* Task details *
Write each line exactly, from the line that holds "Annotation guideline: every instance of the weathered" through the final line of the material, and no other line.

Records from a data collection
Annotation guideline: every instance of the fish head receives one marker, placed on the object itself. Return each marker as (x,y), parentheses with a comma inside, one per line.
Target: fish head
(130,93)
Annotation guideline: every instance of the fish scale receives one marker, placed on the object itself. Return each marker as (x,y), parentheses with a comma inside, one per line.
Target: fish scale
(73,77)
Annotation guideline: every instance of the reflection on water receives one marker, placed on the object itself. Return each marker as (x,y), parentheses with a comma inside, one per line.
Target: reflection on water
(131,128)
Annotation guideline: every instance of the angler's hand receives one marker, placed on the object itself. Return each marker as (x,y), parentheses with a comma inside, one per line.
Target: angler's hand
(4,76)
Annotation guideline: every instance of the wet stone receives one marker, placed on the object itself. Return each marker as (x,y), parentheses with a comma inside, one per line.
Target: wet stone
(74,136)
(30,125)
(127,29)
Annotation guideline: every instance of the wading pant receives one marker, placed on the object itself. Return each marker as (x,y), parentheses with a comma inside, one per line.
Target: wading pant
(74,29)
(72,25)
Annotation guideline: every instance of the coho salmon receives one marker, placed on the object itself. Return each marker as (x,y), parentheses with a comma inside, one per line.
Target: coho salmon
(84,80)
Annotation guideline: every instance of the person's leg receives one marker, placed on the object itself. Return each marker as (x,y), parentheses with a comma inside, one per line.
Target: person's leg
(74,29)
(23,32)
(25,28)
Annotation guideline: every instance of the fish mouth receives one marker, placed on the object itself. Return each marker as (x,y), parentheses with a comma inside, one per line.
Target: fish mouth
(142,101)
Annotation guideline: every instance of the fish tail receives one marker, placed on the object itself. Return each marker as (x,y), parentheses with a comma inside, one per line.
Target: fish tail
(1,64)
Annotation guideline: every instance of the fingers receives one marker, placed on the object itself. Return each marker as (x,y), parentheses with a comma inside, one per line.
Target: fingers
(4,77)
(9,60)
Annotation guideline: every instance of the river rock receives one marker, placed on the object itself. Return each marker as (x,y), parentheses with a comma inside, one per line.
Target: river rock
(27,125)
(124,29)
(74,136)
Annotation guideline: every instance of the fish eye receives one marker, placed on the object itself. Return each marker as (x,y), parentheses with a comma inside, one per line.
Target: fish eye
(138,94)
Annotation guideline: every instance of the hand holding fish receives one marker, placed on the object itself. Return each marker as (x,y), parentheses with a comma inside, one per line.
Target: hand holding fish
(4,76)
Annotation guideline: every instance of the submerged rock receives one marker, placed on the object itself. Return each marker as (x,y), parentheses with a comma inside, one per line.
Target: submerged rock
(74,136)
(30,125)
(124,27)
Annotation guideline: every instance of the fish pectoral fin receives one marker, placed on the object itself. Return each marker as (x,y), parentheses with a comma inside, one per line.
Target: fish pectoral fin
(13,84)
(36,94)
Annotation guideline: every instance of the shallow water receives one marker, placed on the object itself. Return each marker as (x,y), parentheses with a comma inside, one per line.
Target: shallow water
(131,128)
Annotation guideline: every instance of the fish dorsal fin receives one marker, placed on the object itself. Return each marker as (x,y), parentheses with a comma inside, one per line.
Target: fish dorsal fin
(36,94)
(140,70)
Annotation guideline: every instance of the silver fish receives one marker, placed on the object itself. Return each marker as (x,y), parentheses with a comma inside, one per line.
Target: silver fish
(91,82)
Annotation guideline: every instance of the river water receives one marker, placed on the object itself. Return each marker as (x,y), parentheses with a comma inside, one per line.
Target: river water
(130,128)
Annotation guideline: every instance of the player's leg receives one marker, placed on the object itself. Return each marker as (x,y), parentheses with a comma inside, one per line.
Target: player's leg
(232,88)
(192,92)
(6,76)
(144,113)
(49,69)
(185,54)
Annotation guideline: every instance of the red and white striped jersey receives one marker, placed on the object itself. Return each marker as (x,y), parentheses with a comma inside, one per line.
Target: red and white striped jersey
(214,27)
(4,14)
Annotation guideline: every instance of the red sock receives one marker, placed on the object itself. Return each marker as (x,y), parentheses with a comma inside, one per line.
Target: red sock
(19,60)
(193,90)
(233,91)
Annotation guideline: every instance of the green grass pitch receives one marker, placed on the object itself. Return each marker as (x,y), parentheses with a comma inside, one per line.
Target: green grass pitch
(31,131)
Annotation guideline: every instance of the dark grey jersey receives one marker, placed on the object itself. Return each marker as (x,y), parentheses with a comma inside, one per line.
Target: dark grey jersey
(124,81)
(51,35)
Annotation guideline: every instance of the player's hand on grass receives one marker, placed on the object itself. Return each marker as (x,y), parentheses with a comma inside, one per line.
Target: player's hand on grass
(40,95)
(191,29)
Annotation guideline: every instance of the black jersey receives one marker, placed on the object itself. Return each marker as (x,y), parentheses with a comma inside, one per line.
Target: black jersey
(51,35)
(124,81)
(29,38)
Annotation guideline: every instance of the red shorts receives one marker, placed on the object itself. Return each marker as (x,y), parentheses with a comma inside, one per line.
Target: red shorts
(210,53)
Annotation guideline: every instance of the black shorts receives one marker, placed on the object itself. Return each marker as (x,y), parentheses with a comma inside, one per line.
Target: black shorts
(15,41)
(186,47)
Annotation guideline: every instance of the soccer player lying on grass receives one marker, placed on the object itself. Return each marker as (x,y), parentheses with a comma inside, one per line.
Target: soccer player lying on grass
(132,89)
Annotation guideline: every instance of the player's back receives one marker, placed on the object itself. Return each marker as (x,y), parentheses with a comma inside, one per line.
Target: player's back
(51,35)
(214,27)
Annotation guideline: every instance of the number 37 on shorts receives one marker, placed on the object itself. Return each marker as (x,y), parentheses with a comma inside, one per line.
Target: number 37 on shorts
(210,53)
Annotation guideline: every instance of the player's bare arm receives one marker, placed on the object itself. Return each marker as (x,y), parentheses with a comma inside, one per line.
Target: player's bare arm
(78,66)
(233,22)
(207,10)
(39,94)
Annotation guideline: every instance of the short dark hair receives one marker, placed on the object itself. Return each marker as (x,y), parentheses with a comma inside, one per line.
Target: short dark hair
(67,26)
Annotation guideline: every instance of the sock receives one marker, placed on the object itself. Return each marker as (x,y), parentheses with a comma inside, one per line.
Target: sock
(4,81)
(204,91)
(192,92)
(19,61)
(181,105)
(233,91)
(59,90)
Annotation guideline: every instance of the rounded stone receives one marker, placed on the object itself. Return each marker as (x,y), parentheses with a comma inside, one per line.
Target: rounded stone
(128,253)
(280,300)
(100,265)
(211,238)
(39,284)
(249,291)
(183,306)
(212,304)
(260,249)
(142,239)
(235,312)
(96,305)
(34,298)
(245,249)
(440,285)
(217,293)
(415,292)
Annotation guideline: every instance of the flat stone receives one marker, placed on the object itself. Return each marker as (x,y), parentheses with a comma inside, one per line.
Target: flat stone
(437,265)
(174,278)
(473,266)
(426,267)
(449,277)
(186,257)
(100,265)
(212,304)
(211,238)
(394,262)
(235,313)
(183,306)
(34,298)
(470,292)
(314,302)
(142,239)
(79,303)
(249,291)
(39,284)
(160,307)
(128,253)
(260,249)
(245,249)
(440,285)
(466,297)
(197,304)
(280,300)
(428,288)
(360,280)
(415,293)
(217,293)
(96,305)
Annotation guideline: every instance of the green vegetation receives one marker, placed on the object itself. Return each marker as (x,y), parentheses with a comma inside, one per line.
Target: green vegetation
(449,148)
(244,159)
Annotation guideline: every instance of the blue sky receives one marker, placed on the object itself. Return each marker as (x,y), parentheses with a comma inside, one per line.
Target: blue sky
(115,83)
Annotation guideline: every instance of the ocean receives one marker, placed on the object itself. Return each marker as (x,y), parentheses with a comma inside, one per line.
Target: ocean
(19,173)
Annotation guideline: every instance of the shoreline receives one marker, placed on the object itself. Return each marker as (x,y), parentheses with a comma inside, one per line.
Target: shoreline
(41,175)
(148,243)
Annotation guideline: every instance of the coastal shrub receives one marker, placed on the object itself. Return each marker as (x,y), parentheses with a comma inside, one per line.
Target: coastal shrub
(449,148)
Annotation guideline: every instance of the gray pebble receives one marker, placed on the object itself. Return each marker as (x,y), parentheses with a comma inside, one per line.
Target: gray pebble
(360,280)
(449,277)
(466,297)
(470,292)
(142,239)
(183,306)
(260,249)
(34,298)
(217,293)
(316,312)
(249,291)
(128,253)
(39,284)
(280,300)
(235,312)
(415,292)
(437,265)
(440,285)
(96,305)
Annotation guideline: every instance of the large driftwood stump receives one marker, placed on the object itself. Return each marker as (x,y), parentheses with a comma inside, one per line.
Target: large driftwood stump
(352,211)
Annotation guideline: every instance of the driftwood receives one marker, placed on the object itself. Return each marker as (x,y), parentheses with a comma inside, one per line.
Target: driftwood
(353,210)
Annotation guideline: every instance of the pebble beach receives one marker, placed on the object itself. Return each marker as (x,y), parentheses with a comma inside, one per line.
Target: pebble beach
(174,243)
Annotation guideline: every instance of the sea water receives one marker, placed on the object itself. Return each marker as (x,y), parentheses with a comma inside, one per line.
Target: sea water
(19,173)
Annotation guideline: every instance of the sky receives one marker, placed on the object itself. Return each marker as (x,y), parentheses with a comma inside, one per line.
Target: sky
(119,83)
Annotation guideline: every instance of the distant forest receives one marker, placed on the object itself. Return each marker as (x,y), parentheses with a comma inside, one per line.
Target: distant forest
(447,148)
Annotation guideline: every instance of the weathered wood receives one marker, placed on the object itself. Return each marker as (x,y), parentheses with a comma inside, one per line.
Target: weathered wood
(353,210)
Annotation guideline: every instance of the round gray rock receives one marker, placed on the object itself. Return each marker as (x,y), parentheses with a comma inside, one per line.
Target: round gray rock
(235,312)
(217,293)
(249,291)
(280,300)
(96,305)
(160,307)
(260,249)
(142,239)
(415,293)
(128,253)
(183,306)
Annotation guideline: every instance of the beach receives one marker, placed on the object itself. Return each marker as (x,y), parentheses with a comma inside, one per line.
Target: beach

* Exercise response *
Annotation guideline: every instance of the weathered wood receives one marker, placed on the object itself. Return each marker as (x,y), parentheses with a comma inside, one per line.
Target: weathered wood
(353,210)
Annotation guideline: every instance of the round gray rock receives one marker, placed on the object itself. Return each marker as (x,y), parentheses with a comma inside, one per line.
Target: round gray rock
(235,312)
(217,293)
(249,291)
(280,300)
(96,305)
(160,307)
(260,249)
(142,239)
(415,293)
(128,253)
(183,306)
Annotation guideline: every instance of the beach receives one marker, placed on the object itself. Return each marker as (x,y), parentheses with a comma inside, one per line.
Target: beach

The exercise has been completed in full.